◆ **Objetivo do exercício**: Dê continuidade ao trecho sobre a sequência de Dedekind, começando logo após a última frase apresentada.

◆ **Trecho selecionado**:
O mais divertido é que o input é muito simples. 1, 2, 3, 4, 5, 6, 7, 8… Sinal de que alguma coisa rola nessa função. Alguma coisa tão maluca que, quando você insere o 8, ela cospe o 56.130.437.228.687.557.907.788 do outro lado.
O motivo desse Biotônico Fontoura algébrico é que, na função que gera a sequência de Dedekind, os números de entrada representam as dimensões espaciais. Uma, duas, três, quatro…
Sendo assim, vamos passar de dimensão em dimensão, entendendo como cada uma delas gera seu output, e por que os outputs vão aumentando tanto. É claro que não existem quatro ou cinco dimensões na prática, mas os matemáticos podem fazer contas com dimensões imaginárias, então não importa.

◆ **Dados fornecidos**:
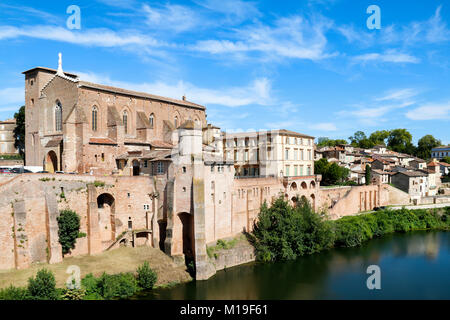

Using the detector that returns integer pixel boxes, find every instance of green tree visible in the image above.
[13,106,25,159]
[28,269,58,300]
[365,164,372,186]
[57,210,80,255]
[348,131,374,149]
[417,134,442,159]
[136,261,158,290]
[387,129,415,154]
[369,130,390,145]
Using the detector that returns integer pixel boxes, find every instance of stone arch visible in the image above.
[178,212,195,258]
[54,100,62,131]
[131,159,141,176]
[120,107,134,134]
[311,193,316,211]
[97,193,116,241]
[45,150,58,173]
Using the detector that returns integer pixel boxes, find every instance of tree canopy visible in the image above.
[13,106,25,158]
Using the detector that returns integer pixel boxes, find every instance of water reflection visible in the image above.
[136,232,450,300]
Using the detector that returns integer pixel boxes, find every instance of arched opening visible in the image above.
[311,194,316,211]
[55,101,62,131]
[158,220,167,251]
[92,106,98,131]
[291,197,298,207]
[133,160,140,176]
[122,110,128,134]
[45,150,58,173]
[178,212,194,259]
[148,113,155,129]
[97,193,116,241]
[300,196,308,204]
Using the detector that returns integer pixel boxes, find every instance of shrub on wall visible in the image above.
[250,198,333,261]
[28,269,59,300]
[57,210,80,255]
[97,273,138,300]
[0,286,31,300]
[136,261,158,290]
[249,198,450,261]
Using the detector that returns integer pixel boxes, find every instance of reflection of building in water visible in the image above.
[407,233,439,260]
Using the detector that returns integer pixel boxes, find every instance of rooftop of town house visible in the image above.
[396,170,428,178]
[0,118,16,124]
[431,146,450,152]
[222,129,315,139]
[22,67,206,110]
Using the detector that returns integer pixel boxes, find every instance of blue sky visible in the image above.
[0,0,450,144]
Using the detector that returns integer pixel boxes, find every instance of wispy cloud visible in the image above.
[0,87,25,105]
[337,88,419,125]
[406,101,450,121]
[353,50,420,63]
[75,72,272,107]
[191,16,335,60]
[0,26,165,47]
[142,4,204,32]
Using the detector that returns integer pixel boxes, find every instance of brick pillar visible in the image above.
[152,197,159,249]
[45,193,63,264]
[192,154,216,280]
[13,200,30,269]
[87,184,102,255]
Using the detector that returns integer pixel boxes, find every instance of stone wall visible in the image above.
[0,174,156,269]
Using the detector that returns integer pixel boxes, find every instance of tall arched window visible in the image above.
[148,113,155,128]
[92,106,98,131]
[122,110,128,134]
[55,101,62,131]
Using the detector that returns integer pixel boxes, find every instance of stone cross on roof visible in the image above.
[57,52,64,76]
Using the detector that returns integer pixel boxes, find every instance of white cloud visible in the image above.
[142,4,202,32]
[353,50,420,63]
[191,16,335,60]
[0,26,166,47]
[0,87,25,105]
[195,0,261,23]
[406,102,450,120]
[309,122,337,131]
[75,72,273,107]
[375,88,419,101]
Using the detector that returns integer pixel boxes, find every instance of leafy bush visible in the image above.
[97,273,138,300]
[249,198,450,261]
[61,289,86,300]
[81,273,103,300]
[136,261,158,290]
[57,210,80,255]
[28,269,59,300]
[250,198,334,261]
[0,285,31,300]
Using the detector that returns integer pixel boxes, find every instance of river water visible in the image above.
[136,231,450,300]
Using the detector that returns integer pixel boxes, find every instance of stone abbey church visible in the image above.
[23,55,206,174]
[0,57,408,279]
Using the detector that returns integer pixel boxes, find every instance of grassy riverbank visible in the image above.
[249,198,450,262]
[0,246,192,296]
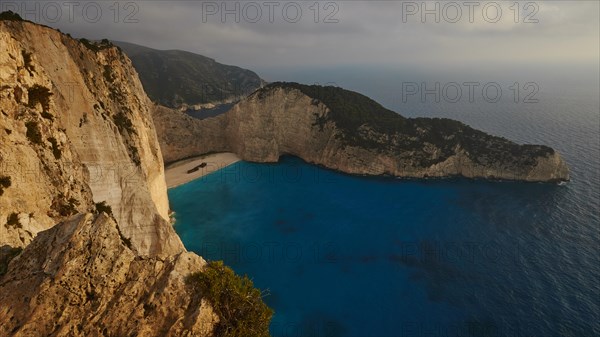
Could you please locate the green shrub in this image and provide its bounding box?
[0,11,24,21]
[0,176,12,195]
[113,111,135,134]
[51,193,79,216]
[0,247,23,277]
[25,121,43,144]
[103,65,115,83]
[96,201,113,216]
[21,50,35,72]
[42,111,54,121]
[27,84,52,111]
[79,39,113,52]
[186,261,273,337]
[4,212,23,228]
[48,137,62,160]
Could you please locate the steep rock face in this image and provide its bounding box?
[0,21,183,256]
[154,83,569,182]
[114,41,263,109]
[226,83,569,181]
[152,105,229,163]
[0,213,218,337]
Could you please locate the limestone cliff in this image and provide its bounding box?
[152,105,229,163]
[0,13,271,337]
[0,214,219,337]
[0,20,183,256]
[155,83,569,182]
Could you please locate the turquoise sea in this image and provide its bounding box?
[169,68,600,337]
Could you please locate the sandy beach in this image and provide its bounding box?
[165,152,240,188]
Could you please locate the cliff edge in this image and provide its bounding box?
[0,20,184,256]
[153,83,569,182]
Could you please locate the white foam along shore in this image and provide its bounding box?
[165,152,241,188]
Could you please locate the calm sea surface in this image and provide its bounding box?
[169,69,600,337]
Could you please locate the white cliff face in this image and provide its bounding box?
[0,21,184,256]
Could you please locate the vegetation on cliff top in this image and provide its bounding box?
[0,11,25,21]
[114,42,262,108]
[186,261,273,337]
[0,246,23,277]
[256,82,554,166]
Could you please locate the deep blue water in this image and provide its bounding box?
[169,72,600,337]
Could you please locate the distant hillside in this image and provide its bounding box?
[114,41,263,108]
[153,83,569,181]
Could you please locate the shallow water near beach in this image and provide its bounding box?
[169,73,600,336]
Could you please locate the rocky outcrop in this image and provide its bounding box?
[155,83,569,182]
[114,41,264,110]
[0,20,183,256]
[0,214,219,337]
[152,105,229,163]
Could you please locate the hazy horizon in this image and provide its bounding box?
[0,0,600,72]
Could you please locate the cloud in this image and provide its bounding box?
[0,0,600,69]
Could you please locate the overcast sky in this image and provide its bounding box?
[0,0,600,73]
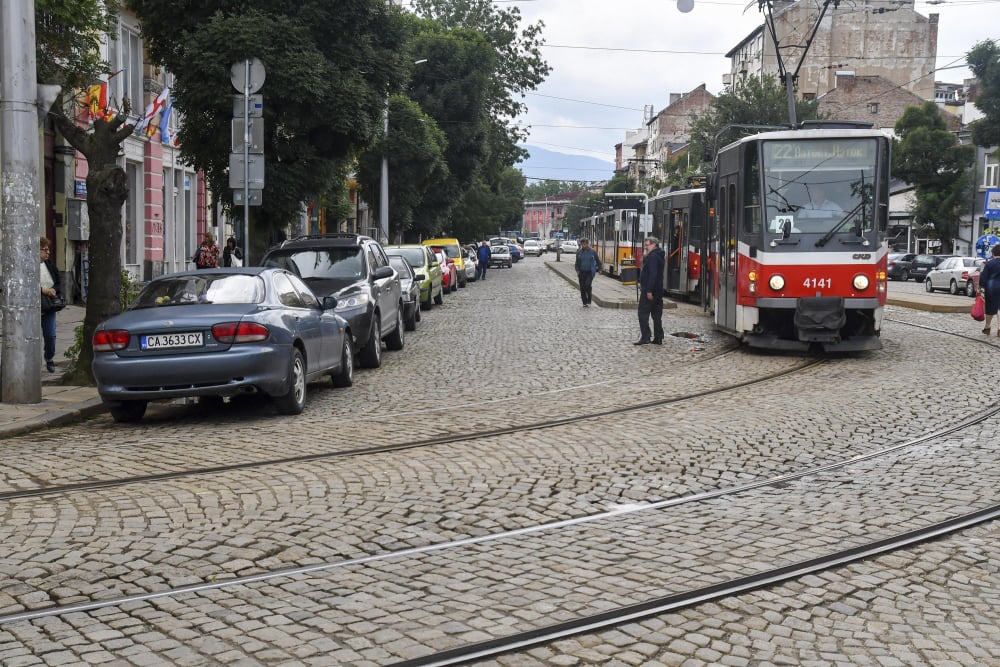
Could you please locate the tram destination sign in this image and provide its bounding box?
[764,139,878,169]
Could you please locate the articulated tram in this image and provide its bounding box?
[649,187,709,303]
[703,129,889,351]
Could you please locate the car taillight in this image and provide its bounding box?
[212,322,271,343]
[93,329,129,352]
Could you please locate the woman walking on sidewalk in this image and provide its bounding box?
[38,236,64,373]
[979,244,1000,336]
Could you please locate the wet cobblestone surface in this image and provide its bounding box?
[0,259,1000,665]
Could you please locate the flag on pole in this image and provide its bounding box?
[84,83,108,119]
[160,97,174,145]
[135,88,170,136]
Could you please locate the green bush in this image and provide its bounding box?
[64,269,142,369]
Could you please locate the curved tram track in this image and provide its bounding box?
[0,354,812,501]
[0,323,1000,667]
[0,396,1000,656]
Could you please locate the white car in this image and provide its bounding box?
[924,257,986,296]
[524,239,545,257]
[462,248,479,280]
[490,245,514,269]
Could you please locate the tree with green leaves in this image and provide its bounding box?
[358,95,448,240]
[398,19,495,237]
[688,75,820,164]
[524,179,591,201]
[892,102,975,247]
[966,40,1000,146]
[126,0,406,262]
[35,0,133,384]
[448,167,524,241]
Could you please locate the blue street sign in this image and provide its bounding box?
[983,190,1000,218]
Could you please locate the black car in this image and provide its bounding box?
[389,255,420,331]
[262,234,404,368]
[907,255,955,283]
[886,252,917,282]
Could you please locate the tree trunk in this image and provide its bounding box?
[55,110,133,385]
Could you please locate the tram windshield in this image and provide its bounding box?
[761,137,878,240]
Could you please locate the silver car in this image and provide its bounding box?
[93,267,354,422]
[924,257,986,296]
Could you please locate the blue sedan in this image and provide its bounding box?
[93,267,354,422]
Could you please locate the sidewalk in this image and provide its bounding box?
[545,253,677,310]
[0,306,105,439]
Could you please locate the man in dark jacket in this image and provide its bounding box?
[476,241,493,280]
[634,236,666,345]
[575,239,601,308]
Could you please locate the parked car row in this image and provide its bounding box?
[93,234,484,422]
[924,257,986,297]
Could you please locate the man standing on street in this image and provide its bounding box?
[476,241,493,280]
[633,236,666,345]
[574,239,601,308]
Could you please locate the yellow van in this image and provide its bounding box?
[423,239,469,287]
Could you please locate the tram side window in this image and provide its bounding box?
[743,143,761,235]
[715,185,729,273]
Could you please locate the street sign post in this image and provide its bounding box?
[229,58,267,263]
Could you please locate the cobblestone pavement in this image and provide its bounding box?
[0,259,1000,665]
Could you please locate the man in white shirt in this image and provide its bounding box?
[798,183,844,218]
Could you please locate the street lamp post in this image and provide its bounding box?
[378,93,389,243]
[378,58,427,243]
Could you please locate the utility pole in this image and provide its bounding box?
[0,0,42,403]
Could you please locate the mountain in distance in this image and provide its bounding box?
[514,144,615,185]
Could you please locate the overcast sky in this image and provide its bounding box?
[512,0,1000,182]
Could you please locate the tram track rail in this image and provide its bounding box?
[389,504,1000,667]
[0,405,1000,636]
[0,358,825,502]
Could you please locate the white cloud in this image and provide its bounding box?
[512,0,1000,176]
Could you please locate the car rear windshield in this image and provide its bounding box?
[132,273,264,309]
[389,255,413,278]
[264,246,365,280]
[386,248,426,269]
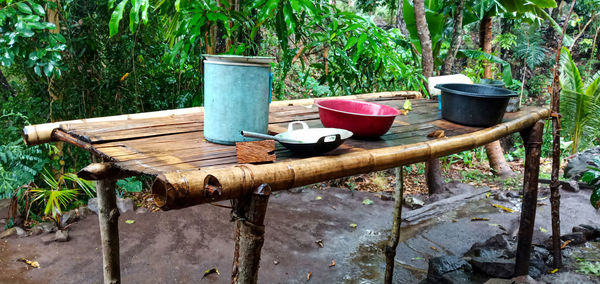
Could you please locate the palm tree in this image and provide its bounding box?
[560,47,600,154]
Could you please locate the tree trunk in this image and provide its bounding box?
[414,0,444,194]
[441,0,465,75]
[383,166,404,284]
[515,121,544,276]
[396,0,410,38]
[414,0,433,78]
[479,15,514,177]
[231,184,271,284]
[479,15,492,79]
[0,69,15,95]
[96,178,121,284]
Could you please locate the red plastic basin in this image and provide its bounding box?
[315,99,399,137]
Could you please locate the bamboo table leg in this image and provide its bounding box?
[231,184,271,283]
[515,121,544,276]
[384,166,404,284]
[96,178,121,284]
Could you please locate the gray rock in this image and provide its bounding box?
[14,227,27,237]
[117,198,135,214]
[381,191,395,201]
[471,257,515,278]
[573,224,600,240]
[427,255,473,283]
[88,197,98,215]
[0,227,17,239]
[559,179,579,192]
[560,232,587,245]
[42,234,56,245]
[465,234,516,258]
[506,97,519,112]
[494,191,510,201]
[135,207,148,214]
[404,195,425,209]
[54,230,69,242]
[483,278,513,284]
[77,206,93,216]
[35,223,57,234]
[511,275,543,284]
[540,272,600,284]
[564,147,600,180]
[437,269,479,284]
[29,225,44,236]
[527,265,543,279]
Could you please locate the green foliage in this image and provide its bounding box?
[456,49,512,86]
[0,140,48,199]
[30,171,96,225]
[0,1,66,77]
[560,48,600,153]
[492,33,517,49]
[581,157,600,209]
[577,259,600,277]
[513,26,548,69]
[117,177,142,196]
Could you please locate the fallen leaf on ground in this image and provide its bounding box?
[19,258,40,268]
[471,217,490,221]
[427,129,446,138]
[202,268,221,278]
[402,99,412,110]
[492,204,515,213]
[121,72,129,82]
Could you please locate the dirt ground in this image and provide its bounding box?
[0,181,600,283]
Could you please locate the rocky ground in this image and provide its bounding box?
[0,179,600,283]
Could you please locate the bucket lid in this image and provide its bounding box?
[202,54,275,66]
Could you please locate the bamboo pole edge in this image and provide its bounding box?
[152,106,549,209]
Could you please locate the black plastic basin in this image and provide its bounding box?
[435,84,517,126]
[479,79,504,88]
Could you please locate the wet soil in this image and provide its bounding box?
[0,185,600,283]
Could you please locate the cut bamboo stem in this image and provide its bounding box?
[515,121,544,276]
[22,91,422,146]
[152,106,549,209]
[96,178,121,284]
[384,166,404,284]
[550,0,575,268]
[231,184,271,283]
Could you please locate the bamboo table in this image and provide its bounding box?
[23,92,549,283]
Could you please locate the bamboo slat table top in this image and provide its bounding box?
[51,96,542,176]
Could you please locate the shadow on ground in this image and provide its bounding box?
[0,185,600,283]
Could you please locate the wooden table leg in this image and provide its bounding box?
[515,121,544,276]
[96,178,121,284]
[231,184,271,283]
[384,166,404,284]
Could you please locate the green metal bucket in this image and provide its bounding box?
[204,55,275,145]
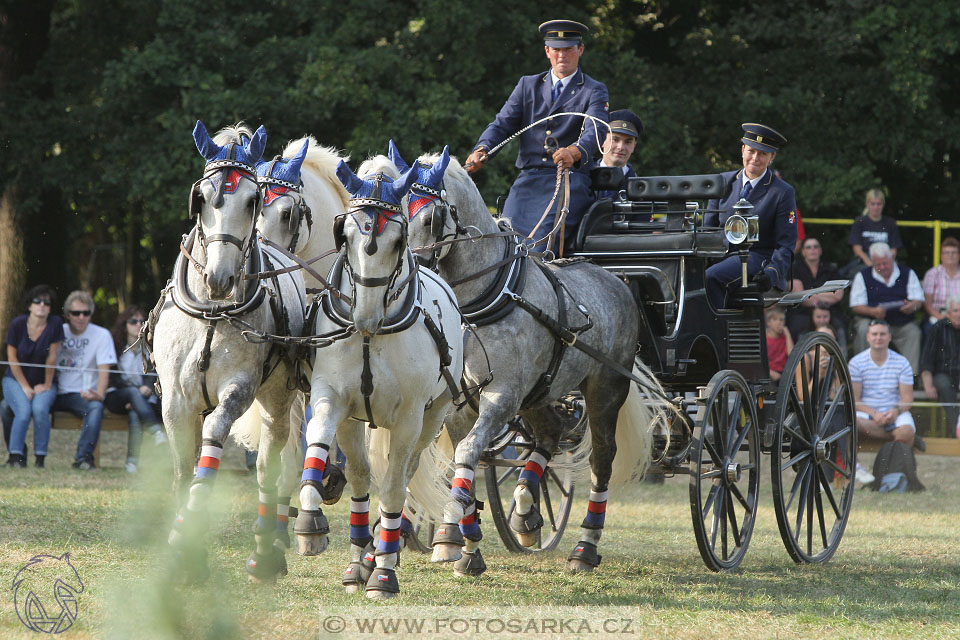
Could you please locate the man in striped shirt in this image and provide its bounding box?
[850,319,917,447]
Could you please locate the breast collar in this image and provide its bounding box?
[460,231,527,327]
[320,249,423,335]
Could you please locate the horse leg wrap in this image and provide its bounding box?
[300,443,329,509]
[367,567,400,595]
[350,493,371,547]
[247,547,287,582]
[453,548,487,577]
[517,447,550,500]
[580,487,610,529]
[320,464,347,504]
[460,500,483,542]
[377,505,400,556]
[567,541,603,571]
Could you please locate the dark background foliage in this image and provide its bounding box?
[0,0,960,326]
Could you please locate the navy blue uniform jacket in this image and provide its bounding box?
[703,169,797,291]
[474,69,609,238]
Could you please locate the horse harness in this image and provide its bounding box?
[320,172,460,429]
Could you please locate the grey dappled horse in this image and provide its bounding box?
[390,143,658,575]
[150,122,305,580]
[294,156,463,598]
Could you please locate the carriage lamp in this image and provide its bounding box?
[723,198,760,287]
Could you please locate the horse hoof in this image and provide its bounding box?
[297,533,330,556]
[453,548,487,578]
[367,567,400,600]
[430,542,463,562]
[514,532,540,547]
[567,541,603,573]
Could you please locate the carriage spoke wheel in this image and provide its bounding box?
[484,414,572,553]
[771,332,857,563]
[690,370,760,571]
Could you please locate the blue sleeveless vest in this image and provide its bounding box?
[860,267,913,327]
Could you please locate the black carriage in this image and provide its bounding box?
[408,175,857,571]
[560,175,857,571]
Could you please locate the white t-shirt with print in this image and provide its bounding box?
[57,322,117,394]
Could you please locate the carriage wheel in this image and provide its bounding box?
[771,332,857,563]
[484,414,572,553]
[690,370,760,571]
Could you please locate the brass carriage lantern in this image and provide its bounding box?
[723,198,760,287]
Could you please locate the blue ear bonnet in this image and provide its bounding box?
[193,120,267,173]
[387,140,450,197]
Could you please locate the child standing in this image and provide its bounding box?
[767,307,793,382]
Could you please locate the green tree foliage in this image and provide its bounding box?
[0,0,960,312]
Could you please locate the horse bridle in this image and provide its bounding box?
[189,143,263,270]
[257,156,313,253]
[407,162,467,269]
[333,171,415,307]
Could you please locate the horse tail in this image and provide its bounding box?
[230,400,263,451]
[609,359,676,489]
[367,429,454,522]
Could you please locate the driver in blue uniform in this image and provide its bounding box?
[466,20,609,249]
[703,122,797,309]
[597,109,643,200]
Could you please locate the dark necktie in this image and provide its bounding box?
[553,80,563,102]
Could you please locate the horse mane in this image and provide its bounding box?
[283,136,350,210]
[357,155,400,180]
[213,121,253,146]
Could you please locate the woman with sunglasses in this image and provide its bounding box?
[105,306,167,473]
[3,284,63,467]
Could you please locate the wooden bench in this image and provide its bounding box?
[50,409,130,467]
[858,438,960,456]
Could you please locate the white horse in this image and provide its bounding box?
[294,151,463,598]
[390,144,662,576]
[148,122,305,580]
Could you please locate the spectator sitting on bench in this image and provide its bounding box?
[105,306,167,473]
[850,319,917,447]
[2,284,63,467]
[53,291,117,470]
[850,242,923,371]
[920,296,960,431]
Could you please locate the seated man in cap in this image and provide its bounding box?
[597,109,643,200]
[703,123,797,309]
[465,20,609,250]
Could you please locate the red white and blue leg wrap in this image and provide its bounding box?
[400,511,413,535]
[580,487,610,529]
[450,464,474,504]
[300,443,330,491]
[377,505,400,556]
[460,500,480,540]
[194,438,223,483]
[517,447,550,495]
[350,493,371,547]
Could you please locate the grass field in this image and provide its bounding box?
[0,431,960,640]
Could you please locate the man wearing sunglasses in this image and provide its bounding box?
[53,291,117,471]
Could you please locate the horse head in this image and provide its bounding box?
[257,139,313,253]
[190,120,267,300]
[335,158,417,336]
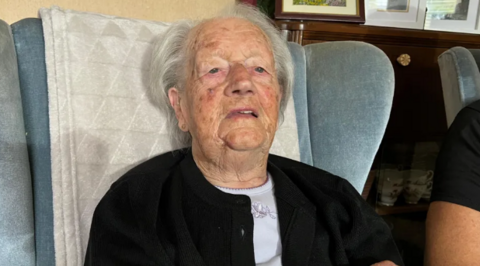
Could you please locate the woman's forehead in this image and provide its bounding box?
[190,18,273,63]
[192,18,270,51]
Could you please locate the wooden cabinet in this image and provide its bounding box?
[276,20,480,143]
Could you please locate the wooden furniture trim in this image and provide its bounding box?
[275,0,365,23]
[275,20,480,49]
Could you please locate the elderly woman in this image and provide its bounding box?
[85,5,402,266]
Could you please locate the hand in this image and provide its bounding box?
[372,260,397,266]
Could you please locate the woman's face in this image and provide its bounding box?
[169,18,282,157]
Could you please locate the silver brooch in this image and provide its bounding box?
[252,202,277,219]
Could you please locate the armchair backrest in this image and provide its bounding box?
[438,47,480,126]
[290,41,395,193]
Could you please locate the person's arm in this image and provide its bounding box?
[425,202,480,266]
[84,177,171,266]
[425,101,480,266]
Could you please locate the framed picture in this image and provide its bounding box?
[365,0,427,29]
[275,0,365,23]
[424,0,479,33]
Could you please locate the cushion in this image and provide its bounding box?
[12,18,55,266]
[0,18,35,266]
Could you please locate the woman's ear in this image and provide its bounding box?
[168,88,188,132]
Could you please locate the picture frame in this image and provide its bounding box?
[424,0,480,33]
[275,0,365,23]
[365,0,427,29]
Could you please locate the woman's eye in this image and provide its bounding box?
[255,67,265,73]
[208,68,219,74]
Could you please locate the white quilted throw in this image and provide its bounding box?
[40,7,300,265]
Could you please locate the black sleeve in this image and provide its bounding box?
[342,181,404,266]
[431,101,480,211]
[85,180,158,266]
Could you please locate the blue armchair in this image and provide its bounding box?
[438,47,480,126]
[0,15,394,266]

◆ **Resposta da tarefa**:
Começando esse “jogo” com uma dimensão só: uma linha reta, em pé na sua tela. O desafio é o seguinte: você precisa posicionar duas bolinhas, uma em cada ponta da linha. Uma bolinha é branca, a outra é vermelha. A vermelha precisa sempre ficar em cima da branca. E você pode por duas bolinhas brancas ou duas bolinhas vermelhas, se quiser (bem como uma de cada cor, é claro). Portanto, há três maneiras de fazer isso:
Aqui temos o primeiro par de input e output da função: input 1 (uma possibilidade) e output 3 (três possibilidades). O 3, portanto, é o primeiro dos números de Dedekind.
Agora, vamos pular para duas dimensões. Em vez de uma linha, teremos um quadrado. E há muito mais maneiras de distribuir as bolinhas seguindo essa regra quando se tem um quadrado. Mais precisamente, seis maneiras. É por isso que o segundo número de Dedekind é seis:
Agora, vamos para três dimensões. Com um cubo. Você já entendeu como funciona. Dessa vez, existem vinte possibilidades válidas. Portanto, o terceiro número de Dedekind é vinte.
Não é possível ilustrar a quarta, a quinta ou sexta dimensão. Mas pode confiar: há 168 disposições possíveis para os cubos de quatro dimensões (chamados tesseracts), 7.581 para os cubos de cinco dimensões, e por aí vai. O primeiro número de Dedekind, o 2, equivale às possibilidades para zero dimensões. Daí ele não entrar na sequência.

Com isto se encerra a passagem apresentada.